Transcribe the records underneath word for word, and leave no line out.
╔══
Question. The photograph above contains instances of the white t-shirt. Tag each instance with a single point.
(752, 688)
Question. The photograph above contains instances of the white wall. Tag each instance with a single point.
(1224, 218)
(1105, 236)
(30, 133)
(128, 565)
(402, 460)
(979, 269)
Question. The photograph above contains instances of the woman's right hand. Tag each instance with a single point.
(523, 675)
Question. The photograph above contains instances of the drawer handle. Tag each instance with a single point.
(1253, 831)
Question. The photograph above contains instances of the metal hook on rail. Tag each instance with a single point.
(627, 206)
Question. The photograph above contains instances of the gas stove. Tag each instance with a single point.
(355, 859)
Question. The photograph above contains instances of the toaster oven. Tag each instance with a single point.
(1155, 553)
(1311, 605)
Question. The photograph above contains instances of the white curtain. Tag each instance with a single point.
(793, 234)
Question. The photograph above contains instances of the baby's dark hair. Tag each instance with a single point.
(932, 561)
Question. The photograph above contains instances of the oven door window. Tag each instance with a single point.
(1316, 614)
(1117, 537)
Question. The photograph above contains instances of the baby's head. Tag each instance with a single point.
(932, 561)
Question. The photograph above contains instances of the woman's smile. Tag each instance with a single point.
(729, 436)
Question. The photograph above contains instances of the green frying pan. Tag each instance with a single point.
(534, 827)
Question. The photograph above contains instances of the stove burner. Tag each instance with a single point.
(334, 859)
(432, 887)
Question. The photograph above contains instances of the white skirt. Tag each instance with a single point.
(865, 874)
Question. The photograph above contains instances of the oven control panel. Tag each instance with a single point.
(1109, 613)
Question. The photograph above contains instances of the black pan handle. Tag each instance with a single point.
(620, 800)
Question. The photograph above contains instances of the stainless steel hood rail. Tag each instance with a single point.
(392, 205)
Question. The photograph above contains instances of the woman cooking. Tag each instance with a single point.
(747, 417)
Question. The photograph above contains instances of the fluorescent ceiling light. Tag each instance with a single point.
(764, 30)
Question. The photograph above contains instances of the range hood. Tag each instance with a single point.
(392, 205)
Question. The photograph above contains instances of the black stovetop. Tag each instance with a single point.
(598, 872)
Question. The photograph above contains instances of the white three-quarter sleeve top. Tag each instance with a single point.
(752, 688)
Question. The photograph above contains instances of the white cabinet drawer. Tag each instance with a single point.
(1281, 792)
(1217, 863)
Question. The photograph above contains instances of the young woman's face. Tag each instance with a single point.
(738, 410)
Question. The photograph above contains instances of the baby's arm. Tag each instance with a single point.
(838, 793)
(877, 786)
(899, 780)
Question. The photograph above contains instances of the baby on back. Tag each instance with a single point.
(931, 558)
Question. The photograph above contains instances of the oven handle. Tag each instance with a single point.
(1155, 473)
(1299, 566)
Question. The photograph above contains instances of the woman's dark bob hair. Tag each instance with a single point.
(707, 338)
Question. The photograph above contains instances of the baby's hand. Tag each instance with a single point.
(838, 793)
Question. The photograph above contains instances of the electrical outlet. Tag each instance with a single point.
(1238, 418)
╚══
Finished exercise
Question. The photograph above contains instances of the white t-shirt. Tag each instance with a single point.
(752, 688)
Question. The photograph above contains instances of the white wall. Tag each instance with a single point.
(1224, 218)
(1105, 236)
(30, 133)
(128, 565)
(402, 460)
(979, 269)
Question. The photograph above contains instances of the woman's right hand. Tag each instance with a single point.
(523, 675)
Question. The photograph above contains instances of the drawer handle. Tag each instance with a single point.
(1253, 831)
Question. The photograph above contains instances of the metal hook on rail. Tag each instance with a single point.
(627, 206)
Question. The photograph above contains instances of the gas stove. Tag each instance with a single point.
(355, 859)
Question. The photograph above contains instances of the toaster oven. Tag each instance with a single point.
(1155, 553)
(1311, 605)
Question. The photograph above contains instances of the white curtain. Tag each instance with a single point.
(793, 234)
Question. The photograph above contains instances of the baby's dark hair. Tag each instance with a single point.
(932, 561)
Question. The photograph above contains instances of the oven door window. Tag each instance with a single point.
(1316, 614)
(1117, 537)
Question. The photograph above contains instances of the baby's head. Tag each instance with a single point.
(932, 561)
Question. The photograph above contains instances of the woman's smile. Tag each instance with a single point.
(729, 436)
Question. The photograph above contains instances of the green frying pan. Tag each instance with a single point.
(534, 827)
Question. The photograph above contains instances of the stove burner. Tag each instance with a single point.
(334, 859)
(432, 887)
Question. The photograph above contains instances of the white skirt. Tag each instance with a single point.
(865, 874)
Question. The photograph above contains instances of the oven control panel. Tag each instance with a single point.
(1109, 613)
Question. The photograph above contains instances of the black pan handle. Tag each instance with a single point.
(620, 800)
Question. The photograph above contains instances of the stainless steel hood rail. Tag each instance with a single point.
(392, 205)
Question. The photograph above contains instances of the woman cooking. Tag each instance with a single point.
(747, 417)
Question. The photograph above contains instances of the fluorescent ceiling light. Tag each instance with a single point.
(764, 30)
Question. The photograph above contains instances of the range hood. Tag each instance with a single point.
(392, 205)
Question. The photograph above contains instances of the black stovetop. Tag each instance with a single point.
(598, 872)
Question. The photograph above contains instances of the white three-quarter sleeve top. Tag each instance with a single point.
(752, 688)
Question. The photograph above contains instances of the white cabinet drawer. Tag each instance with a single point.
(1281, 792)
(1217, 863)
Question. The photograph above contains instances of the young woman's face. Tag each instance with a single point.
(738, 410)
Question. The photograph above contains instances of the baby's arm. Tag each instance with a single point.
(838, 793)
(877, 786)
(899, 780)
Question. The photograph above contains instances of the baby on back. Tag each instance with a single point.
(931, 558)
Question. The photograph above contains instances of the oven handle. Tag each instance with a single point.
(1155, 473)
(1299, 566)
Question. The photograph above contains instances of the woman's dark bob hair. Tag each instance with a single point.
(707, 338)
Question. The photograph above contains instances of the baby's hand. Tag each instance with a single point.
(838, 793)
Question. The photograph above contains instances of the electrical outlet. Tag each instance with a single point.
(1238, 418)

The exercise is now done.